Data listing:
· · · · ·

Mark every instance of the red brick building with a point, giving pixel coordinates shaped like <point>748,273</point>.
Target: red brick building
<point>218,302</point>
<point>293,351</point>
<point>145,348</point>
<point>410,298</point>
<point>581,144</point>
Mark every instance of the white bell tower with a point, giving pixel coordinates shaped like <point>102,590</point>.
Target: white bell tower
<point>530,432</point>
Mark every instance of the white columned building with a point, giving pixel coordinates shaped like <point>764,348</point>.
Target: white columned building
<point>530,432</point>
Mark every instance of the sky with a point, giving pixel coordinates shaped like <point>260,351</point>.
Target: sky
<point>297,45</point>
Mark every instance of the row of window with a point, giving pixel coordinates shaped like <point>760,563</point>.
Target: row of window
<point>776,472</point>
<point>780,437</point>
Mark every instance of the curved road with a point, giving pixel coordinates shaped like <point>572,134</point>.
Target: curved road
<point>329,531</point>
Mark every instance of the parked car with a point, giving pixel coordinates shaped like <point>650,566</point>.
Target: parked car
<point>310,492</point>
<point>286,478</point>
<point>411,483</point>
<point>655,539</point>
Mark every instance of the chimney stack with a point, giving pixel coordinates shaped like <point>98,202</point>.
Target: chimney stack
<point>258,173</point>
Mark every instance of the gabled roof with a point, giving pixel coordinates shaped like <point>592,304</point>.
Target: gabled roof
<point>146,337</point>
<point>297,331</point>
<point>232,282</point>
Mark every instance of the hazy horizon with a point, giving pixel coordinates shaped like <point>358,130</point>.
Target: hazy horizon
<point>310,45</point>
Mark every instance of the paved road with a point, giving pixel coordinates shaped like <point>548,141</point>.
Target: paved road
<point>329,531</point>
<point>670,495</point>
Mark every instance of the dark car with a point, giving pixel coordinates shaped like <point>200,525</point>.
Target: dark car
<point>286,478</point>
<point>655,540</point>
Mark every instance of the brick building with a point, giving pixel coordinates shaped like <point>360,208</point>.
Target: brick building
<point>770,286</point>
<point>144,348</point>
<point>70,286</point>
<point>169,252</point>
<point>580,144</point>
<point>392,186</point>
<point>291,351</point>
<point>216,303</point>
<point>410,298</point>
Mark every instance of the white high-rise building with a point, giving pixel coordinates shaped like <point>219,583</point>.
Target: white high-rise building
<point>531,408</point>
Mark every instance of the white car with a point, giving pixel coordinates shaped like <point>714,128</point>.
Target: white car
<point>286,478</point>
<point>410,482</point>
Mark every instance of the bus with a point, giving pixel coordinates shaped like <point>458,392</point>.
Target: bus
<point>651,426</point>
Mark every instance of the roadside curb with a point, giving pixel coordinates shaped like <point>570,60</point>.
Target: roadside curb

· · · · ·

What to produce:
Render the material above as a Markdown table with two columns, No. and Line, one row per line in order, with any blank lines skipped.

Answer to the problem:
| No. | Line |
|---|---|
| 1 | Mark every instance of the red brick building with a point, giving pixel coordinates shaped like <point>748,273</point>. |
| 2 | Target: red brick building |
| 3 | <point>218,302</point> |
| 4 | <point>293,351</point> |
| 5 | <point>145,348</point> |
| 6 | <point>410,298</point> |
| 7 | <point>581,144</point> |
| 8 | Mark every instance of the white bell tower with a point, giving pixel coordinates shaped like <point>102,590</point>. |
| 9 | Target: white bell tower |
| 10 | <point>530,432</point> |
| 11 | Mark every instance of the white columned building with a point, giving pixel coordinates shaped like <point>764,348</point>. |
| 12 | Target: white columned building |
| 13 | <point>530,432</point> |
| 14 | Mark every instance of the sky with a point, giving pixel coordinates shaped like <point>260,351</point>. |
| 15 | Target: sky |
| 16 | <point>297,45</point> |
| 17 | Mark every instance of the row of window with a point, giving pixel coordinates shaped like <point>760,563</point>. |
| 18 | Target: row of window |
| 19 | <point>776,472</point> |
| 20 | <point>780,437</point> |
| 21 | Mark every instance of the curved road with a point, giving pixel coordinates shaped like <point>572,134</point>. |
| 22 | Target: curved road |
| 23 | <point>329,531</point> |
| 24 | Mark every instance of the parked car with a point, giving pixel coordinates shaped like <point>650,566</point>. |
| 25 | Target: parked car |
| 26 | <point>310,492</point> |
| 27 | <point>286,478</point> |
| 28 | <point>411,483</point> |
| 29 | <point>655,539</point> |
| 30 | Mark every instance of the chimney stack with a point, giving pixel coordinates shaped like <point>98,202</point>. |
| 31 | Target: chimney stack |
| 32 | <point>258,173</point> |
| 33 | Mark every instance of the gabled roof with a point, giving pixel coordinates shaped like <point>592,304</point>. |
| 34 | Target: gabled roof |
| 35 | <point>146,337</point> |
| 36 | <point>297,331</point> |
| 37 | <point>232,282</point> |
| 38 | Mark every instance of the hazy horizon with a point, giving pixel coordinates shaped like <point>358,130</point>. |
| 39 | Target: hazy horizon |
| 40 | <point>310,45</point> |
| 41 | Mark every instance of the paved road with a point, giving pixel coordinates shaped like <point>548,141</point>. |
| 42 | Target: paved road |
| 43 | <point>329,531</point> |
| 44 | <point>670,495</point> |
| 45 | Mark every instance of the dark car with a point, giving pixel coordinates shaped like <point>200,525</point>. |
| 46 | Target: dark car |
| 47 | <point>286,478</point> |
| 48 | <point>655,540</point> |
| 49 | Mark every instance of the brick building with a point, giving pixel coordinates shaped like <point>360,208</point>. |
| 50 | Target: brick building |
| 51 | <point>770,286</point> |
| 52 | <point>144,348</point> |
| 53 | <point>70,286</point> |
| 54 | <point>169,252</point> |
| 55 | <point>580,144</point> |
| 56 | <point>392,186</point> |
| 57 | <point>291,351</point> |
| 58 | <point>216,303</point> |
| 59 | <point>410,298</point> |
| 60 | Mark every instance of the white high-rise building with a point, giving pixel coordinates shaped like <point>219,583</point>. |
| 61 | Target: white high-rise building |
| 62 | <point>531,408</point> |
| 63 | Mark every instance of the white car with a point, giving pixel coordinates shaped like <point>714,128</point>. |
| 64 | Target: white car |
| 65 | <point>286,478</point> |
| 66 | <point>410,482</point> |
| 67 | Mark every instance of the bus with a point, giving pixel coordinates shaped like <point>458,392</point>. |
| 68 | Target: bus |
| 69 | <point>651,426</point> |
| 70 | Mark every instance of the roadside curb with a point, giving pixel coordinates shaped like <point>570,60</point>. |
| 71 | Target: roadside curb |